Task goal: Below are the records; give again exactly the lines that run from the one with "the green foliage" through the last line.

START Available data

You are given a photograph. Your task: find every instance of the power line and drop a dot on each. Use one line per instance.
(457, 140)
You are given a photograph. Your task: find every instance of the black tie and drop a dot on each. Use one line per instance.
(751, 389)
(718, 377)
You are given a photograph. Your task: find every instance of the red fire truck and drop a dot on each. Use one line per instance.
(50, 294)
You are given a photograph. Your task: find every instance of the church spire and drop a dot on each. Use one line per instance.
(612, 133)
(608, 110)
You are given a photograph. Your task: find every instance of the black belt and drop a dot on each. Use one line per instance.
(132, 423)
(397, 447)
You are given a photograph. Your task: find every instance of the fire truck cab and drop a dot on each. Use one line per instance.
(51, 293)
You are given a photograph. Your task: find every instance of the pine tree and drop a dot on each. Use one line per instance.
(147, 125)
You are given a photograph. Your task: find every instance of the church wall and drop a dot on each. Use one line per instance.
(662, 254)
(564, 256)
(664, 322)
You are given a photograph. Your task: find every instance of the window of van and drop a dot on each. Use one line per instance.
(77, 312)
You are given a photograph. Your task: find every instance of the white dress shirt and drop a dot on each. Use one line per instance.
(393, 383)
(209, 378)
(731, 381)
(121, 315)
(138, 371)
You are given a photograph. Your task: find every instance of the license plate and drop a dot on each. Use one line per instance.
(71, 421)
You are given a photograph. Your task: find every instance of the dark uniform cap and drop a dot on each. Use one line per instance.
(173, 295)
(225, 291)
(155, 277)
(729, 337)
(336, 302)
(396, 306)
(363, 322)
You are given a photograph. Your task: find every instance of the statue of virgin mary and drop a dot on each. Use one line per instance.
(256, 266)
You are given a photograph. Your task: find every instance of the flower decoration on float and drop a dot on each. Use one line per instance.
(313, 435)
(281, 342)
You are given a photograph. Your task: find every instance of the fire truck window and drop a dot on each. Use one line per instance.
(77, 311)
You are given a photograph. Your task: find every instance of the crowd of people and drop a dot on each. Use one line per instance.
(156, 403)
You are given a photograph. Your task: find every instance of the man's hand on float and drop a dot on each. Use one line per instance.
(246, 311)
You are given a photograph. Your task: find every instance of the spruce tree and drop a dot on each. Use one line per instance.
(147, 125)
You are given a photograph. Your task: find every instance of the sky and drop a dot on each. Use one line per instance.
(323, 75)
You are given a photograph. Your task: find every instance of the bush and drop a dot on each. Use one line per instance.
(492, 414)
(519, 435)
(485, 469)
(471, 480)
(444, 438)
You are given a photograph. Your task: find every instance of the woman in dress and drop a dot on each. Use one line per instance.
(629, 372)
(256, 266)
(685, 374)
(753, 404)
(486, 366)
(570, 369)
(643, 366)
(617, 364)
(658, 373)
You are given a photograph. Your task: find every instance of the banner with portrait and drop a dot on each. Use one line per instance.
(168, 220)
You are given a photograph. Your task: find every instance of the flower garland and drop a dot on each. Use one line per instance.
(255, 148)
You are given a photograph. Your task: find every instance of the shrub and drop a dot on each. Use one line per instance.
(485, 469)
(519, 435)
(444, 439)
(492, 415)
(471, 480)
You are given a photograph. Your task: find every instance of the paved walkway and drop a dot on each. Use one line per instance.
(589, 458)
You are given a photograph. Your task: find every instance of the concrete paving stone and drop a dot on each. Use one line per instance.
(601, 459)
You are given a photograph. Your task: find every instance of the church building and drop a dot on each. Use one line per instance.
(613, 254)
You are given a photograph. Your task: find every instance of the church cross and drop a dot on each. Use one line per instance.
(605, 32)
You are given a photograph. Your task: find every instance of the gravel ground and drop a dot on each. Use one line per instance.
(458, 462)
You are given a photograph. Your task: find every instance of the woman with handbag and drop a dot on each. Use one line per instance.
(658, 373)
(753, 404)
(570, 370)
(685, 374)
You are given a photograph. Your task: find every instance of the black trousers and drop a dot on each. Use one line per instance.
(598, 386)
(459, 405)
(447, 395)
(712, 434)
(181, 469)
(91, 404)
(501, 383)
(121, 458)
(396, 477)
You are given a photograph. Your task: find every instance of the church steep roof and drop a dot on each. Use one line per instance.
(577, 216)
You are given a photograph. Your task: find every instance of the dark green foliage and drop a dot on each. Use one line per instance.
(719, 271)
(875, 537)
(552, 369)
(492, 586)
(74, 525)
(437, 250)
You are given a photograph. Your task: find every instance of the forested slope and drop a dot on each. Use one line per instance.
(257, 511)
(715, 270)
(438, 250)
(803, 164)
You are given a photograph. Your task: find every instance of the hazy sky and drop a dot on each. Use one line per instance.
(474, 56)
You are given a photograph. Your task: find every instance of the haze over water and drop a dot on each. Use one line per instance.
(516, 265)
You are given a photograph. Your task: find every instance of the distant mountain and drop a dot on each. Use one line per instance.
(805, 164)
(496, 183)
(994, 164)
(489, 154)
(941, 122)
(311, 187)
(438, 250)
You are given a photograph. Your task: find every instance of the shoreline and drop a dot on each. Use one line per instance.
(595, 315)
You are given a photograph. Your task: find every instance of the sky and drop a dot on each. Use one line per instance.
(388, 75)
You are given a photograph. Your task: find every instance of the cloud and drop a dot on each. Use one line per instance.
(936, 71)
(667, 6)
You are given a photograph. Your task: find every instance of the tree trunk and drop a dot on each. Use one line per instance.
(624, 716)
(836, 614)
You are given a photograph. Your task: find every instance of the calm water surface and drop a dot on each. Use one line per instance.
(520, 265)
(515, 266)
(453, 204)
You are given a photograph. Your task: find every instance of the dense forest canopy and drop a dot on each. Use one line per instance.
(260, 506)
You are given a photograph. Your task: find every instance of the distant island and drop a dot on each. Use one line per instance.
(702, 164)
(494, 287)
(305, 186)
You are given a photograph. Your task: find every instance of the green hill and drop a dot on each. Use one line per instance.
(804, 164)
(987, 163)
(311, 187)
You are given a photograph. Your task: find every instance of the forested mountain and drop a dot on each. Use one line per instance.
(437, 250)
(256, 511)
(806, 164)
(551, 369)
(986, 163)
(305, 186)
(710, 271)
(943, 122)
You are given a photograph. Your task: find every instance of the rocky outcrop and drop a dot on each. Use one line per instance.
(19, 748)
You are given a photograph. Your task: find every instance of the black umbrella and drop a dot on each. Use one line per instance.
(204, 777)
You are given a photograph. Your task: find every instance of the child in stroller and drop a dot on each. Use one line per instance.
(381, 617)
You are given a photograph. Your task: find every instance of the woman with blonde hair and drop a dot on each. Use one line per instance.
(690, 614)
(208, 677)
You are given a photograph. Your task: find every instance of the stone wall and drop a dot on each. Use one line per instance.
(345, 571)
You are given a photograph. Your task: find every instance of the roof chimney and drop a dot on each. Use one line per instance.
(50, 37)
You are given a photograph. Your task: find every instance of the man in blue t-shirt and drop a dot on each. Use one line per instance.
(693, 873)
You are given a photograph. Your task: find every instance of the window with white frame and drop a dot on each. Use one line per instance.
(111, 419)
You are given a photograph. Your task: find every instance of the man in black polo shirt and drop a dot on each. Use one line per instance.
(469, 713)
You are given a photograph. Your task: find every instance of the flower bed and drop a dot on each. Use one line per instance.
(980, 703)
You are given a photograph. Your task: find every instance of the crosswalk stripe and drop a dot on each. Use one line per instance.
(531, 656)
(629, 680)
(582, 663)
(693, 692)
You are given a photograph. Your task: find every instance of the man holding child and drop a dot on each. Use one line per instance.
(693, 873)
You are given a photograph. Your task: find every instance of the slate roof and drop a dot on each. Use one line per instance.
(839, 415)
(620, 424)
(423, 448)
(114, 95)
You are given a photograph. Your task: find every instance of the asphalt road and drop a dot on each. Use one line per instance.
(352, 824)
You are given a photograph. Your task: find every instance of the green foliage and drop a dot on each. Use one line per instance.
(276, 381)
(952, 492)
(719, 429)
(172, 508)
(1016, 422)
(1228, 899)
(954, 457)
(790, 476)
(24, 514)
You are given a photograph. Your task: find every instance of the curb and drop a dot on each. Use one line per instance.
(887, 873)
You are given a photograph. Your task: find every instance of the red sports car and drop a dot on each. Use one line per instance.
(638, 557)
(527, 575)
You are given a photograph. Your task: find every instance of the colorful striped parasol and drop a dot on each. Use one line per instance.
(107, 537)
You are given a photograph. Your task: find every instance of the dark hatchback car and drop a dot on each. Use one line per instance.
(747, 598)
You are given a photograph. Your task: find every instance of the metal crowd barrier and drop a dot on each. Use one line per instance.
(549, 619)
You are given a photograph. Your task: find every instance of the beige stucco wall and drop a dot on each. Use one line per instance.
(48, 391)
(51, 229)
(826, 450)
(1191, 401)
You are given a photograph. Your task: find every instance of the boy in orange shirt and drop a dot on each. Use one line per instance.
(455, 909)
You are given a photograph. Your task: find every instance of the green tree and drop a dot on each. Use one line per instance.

END Available data

Exercise solution:
You are given a photograph. Your task: find every instance of the green foliage and drop a dot on each. Use one line per instance.
(276, 381)
(952, 492)
(719, 429)
(172, 508)
(1016, 422)
(1228, 899)
(954, 457)
(790, 476)
(24, 514)
You are given a photograph. Your task: find every instance of the curb and drop a dot on each. Use one line per instance.
(887, 873)
You are given a photograph. Your task: find every instance of the red sports car and drop a dot on each. Use one line per instance.
(638, 557)
(527, 575)
You are given a photograph. Your task: find every instance of the colorful striped parasol and drop a dot on each. Use one line per instance.
(107, 537)
You are given a photograph. Your task: find every instance of the dark hatchback car and drop a dot on each. Use one line per instance.
(747, 598)
You are given a photograph. Your task: find every instance of the metal crowd barrier and drop a dot on each. Use one line per instance.
(549, 619)
You are given a photograph. Your task: find every instance of the beige stucco wall and drop a dot on each. Use one line per instance.
(48, 391)
(51, 229)
(826, 450)
(1191, 401)
You are given a photograph. Your task: find every instance of the boy in orange shirt and drop a dot on each. Use one line per instance.
(455, 909)
You are given a photograph. Your task: find every instance of the green tree and drop a dot on each. Use one line per instance.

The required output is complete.